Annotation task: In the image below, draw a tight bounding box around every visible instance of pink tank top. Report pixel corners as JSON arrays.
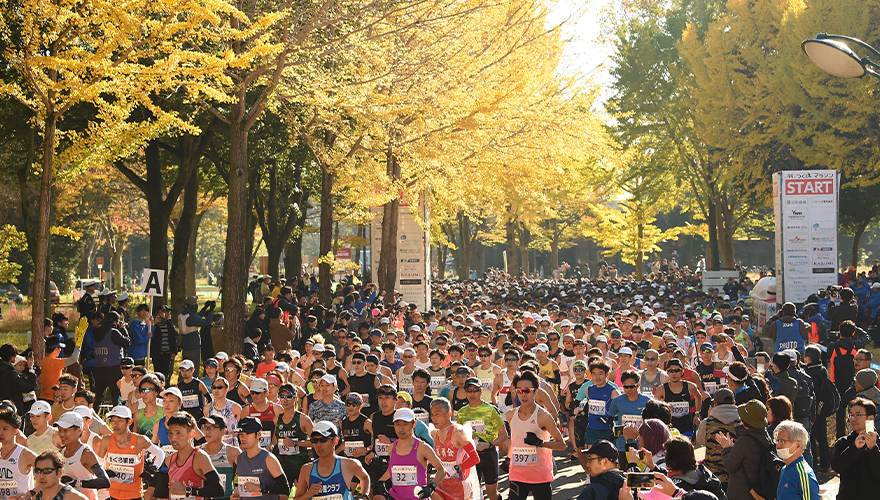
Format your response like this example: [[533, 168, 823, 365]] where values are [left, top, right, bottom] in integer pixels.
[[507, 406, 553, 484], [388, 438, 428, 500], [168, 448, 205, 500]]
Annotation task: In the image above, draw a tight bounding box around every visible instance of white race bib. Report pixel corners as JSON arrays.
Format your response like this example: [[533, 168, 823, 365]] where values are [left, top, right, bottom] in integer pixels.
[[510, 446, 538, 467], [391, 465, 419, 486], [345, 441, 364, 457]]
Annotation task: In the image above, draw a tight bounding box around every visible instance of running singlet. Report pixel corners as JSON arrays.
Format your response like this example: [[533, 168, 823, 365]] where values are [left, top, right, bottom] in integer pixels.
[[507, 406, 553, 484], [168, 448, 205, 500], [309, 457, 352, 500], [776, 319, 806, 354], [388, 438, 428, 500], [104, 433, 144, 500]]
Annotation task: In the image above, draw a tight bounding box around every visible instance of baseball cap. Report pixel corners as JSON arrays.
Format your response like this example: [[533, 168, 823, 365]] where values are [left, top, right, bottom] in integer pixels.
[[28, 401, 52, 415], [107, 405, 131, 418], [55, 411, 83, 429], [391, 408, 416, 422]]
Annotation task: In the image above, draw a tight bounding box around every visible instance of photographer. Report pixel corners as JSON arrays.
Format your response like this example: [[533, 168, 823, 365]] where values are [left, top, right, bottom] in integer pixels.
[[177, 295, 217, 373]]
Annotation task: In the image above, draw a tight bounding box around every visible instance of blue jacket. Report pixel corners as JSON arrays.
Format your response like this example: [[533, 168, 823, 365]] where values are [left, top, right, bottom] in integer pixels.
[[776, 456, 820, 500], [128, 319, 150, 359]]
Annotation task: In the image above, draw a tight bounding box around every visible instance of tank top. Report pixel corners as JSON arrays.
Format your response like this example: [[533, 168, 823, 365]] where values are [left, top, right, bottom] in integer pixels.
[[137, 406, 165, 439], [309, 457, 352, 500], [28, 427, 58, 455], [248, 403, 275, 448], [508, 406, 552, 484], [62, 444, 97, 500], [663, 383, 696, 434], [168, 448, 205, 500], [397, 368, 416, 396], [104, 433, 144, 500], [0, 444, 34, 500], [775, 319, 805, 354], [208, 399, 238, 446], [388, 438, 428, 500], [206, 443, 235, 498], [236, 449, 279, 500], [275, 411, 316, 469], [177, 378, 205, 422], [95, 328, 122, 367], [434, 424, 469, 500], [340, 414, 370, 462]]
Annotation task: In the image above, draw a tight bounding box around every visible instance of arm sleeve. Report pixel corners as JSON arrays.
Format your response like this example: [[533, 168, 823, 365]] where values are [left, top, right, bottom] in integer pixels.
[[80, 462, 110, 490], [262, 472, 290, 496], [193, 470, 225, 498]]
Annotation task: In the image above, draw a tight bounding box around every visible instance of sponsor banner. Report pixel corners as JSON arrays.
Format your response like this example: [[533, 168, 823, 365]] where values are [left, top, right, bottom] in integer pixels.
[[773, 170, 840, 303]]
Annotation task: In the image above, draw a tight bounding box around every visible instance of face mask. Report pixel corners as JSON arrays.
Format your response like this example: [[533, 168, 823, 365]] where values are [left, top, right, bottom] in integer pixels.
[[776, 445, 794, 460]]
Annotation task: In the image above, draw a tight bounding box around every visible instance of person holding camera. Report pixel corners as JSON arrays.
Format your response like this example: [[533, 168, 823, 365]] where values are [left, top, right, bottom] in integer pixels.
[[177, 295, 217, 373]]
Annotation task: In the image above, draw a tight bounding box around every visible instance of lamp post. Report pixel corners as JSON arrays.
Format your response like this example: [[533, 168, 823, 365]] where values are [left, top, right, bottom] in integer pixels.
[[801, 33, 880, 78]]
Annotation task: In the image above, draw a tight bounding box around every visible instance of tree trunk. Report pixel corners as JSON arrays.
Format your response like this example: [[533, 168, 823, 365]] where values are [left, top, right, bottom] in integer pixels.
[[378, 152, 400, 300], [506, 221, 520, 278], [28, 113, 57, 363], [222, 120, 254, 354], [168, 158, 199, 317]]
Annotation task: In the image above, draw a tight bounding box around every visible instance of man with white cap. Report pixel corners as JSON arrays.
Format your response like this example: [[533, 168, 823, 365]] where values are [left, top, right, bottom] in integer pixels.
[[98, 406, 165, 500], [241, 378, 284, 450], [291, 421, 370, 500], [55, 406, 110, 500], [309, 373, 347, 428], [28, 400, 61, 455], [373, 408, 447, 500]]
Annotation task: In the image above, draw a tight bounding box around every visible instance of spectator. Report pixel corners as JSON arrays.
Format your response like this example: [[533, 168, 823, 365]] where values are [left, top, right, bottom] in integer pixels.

============

What this task involves
Reproduce every one of the records above word for word, leaving out the pictures.

Task answer
Annotation task: In the image below, draw a tight bounding box around every visible instance of pink tank top. Report pixel corners as JSON arrays.
Format your response like this example: [[533, 168, 823, 365]] where values are [left, top, right, bottom] in integer pixels.
[[507, 406, 553, 484], [388, 438, 428, 500], [168, 448, 205, 500]]
Annotation task: In the image above, draw a tight bounding box around every visible instance of white race bib. Report pixel corners as JSON arrays.
Format your response like this example: [[533, 168, 823, 365]] where values are [left, top, right, bottom] in integer pixels.
[[510, 446, 538, 467], [391, 465, 419, 486], [345, 441, 364, 457]]
Annotation task: In the image above, draw a tight bounding box around every visible instance of running singlet. Report pixel corners as JSON arrays.
Format your response like this example: [[533, 168, 823, 365]] where values are [left, top, right, bottom] in integer pixels.
[[507, 406, 553, 484], [168, 448, 205, 500], [309, 457, 352, 500], [776, 319, 806, 354], [388, 438, 428, 500], [104, 433, 144, 500]]
Annotation task: In the image above, draw a tight bounding box around every visible instance of baseball cap. Report pixel corners as JSON arrays.
Format your response like this example: [[533, 168, 823, 365]] where values are [left, top, right, bottom] in integer pixels.
[[28, 401, 52, 415], [107, 405, 131, 418], [55, 411, 83, 429], [391, 408, 416, 422]]
Annotation task: In the image above, draw a tight bounding box around every visible instance of photographer. Report pixel corners as JSON arrays.
Format your response like this example: [[533, 168, 823, 365]] where values are [left, top, right, bottom] in integer pixels.
[[177, 295, 217, 373]]
Annotation task: In the image above, draw a tight bounding box around every visible instance of blue jacket. Report pixel corners as JSON arrays.
Format your response like this example: [[533, 168, 823, 365]] where values are [left, top, right, bottom] in integer pixels.
[[776, 456, 820, 500], [128, 319, 150, 359]]
Annotation task: In the image above, draw a tight bounding box around every visible instance of tank top. Report pixel corners as JSON arrays.
Format your response like this example: [[533, 168, 823, 365]] where values are [left, top, right, bottom] in integer pixels.
[[137, 406, 165, 439], [309, 457, 352, 500], [28, 427, 58, 455], [248, 403, 275, 448], [508, 406, 552, 484], [62, 444, 97, 500], [663, 383, 696, 434], [168, 448, 205, 500], [397, 368, 416, 396], [104, 433, 144, 500], [0, 444, 34, 500], [775, 319, 805, 354], [208, 399, 238, 446], [388, 438, 428, 500], [206, 443, 235, 498], [236, 449, 279, 500], [275, 411, 316, 469], [177, 378, 205, 422], [95, 328, 122, 367], [434, 424, 469, 500], [340, 414, 370, 462]]
Annotation task: In the image above, draw a tight bounding box around every visible instance of arm sleeve. Report pixel corners as JSON arrays.
Format your response like this example: [[533, 168, 823, 365]] where values are [left, top, right, bottom] in integer pixels.
[[80, 462, 110, 490], [262, 472, 290, 496], [193, 470, 225, 498]]
Annotation task: In the image above, draw a tight bounding box around every visible instance of sponsor banner. Report pixel corners as JSON arrays.
Format your response like this example: [[533, 168, 823, 365]] where values are [left, top, right, bottom] in integer pixels.
[[773, 170, 840, 303]]
Annotation task: In the image above, draw a tight bounding box around every visible instance of face mask. Report pixel corners as JSON arrays.
Format your response like this example: [[533, 168, 823, 365]] where values are [left, top, right, bottom] in integer pixels.
[[776, 445, 794, 460]]
Annotation task: In the image above, draw a tight bounding box around every visible instance of person holding camera. Report pixel corners as JSON arrays.
Format your response like this example: [[533, 168, 823, 365]] where values are [left, top, right, bottom] in integer pixels.
[[177, 295, 217, 373]]
Annotation task: In the image above, draw a tight bounding box around every visible instance of lamp post. Report pixel corners as JSON arrays.
Format your response like this example: [[533, 168, 823, 365]] where values are [left, top, right, bottom] in integer pixels.
[[801, 33, 880, 78]]
Annotation task: In the image above, draw a tight bounding box around every visible instance of tree trunk. Report pixel corners as JSON arrays.
Format your response like this example: [[533, 168, 823, 365]] where values are [left, top, right, bottom] in integer pixels.
[[378, 152, 400, 300], [506, 221, 520, 278], [28, 113, 57, 363], [222, 120, 254, 354], [168, 158, 199, 317]]
Annotation task: In the image above, draw a tight bounding box around every visible instance of man with white cap. Report pixel corners as JSON arrays.
Format your response like this example: [[533, 168, 823, 365]] where values are [left, top, right, bottom] in integer pixels.
[[98, 406, 165, 500], [241, 378, 284, 450], [291, 421, 370, 500], [55, 406, 110, 500], [309, 373, 347, 428], [28, 400, 61, 455], [373, 408, 447, 500]]
Annotation task: In the image above, draw a tight bounding box around every visible instance of spectator. Report pixel corners as JSON arrays.
Format your response like this example: [[533, 168, 823, 365]] where values are [left, top, right, bottom] in integer pixels.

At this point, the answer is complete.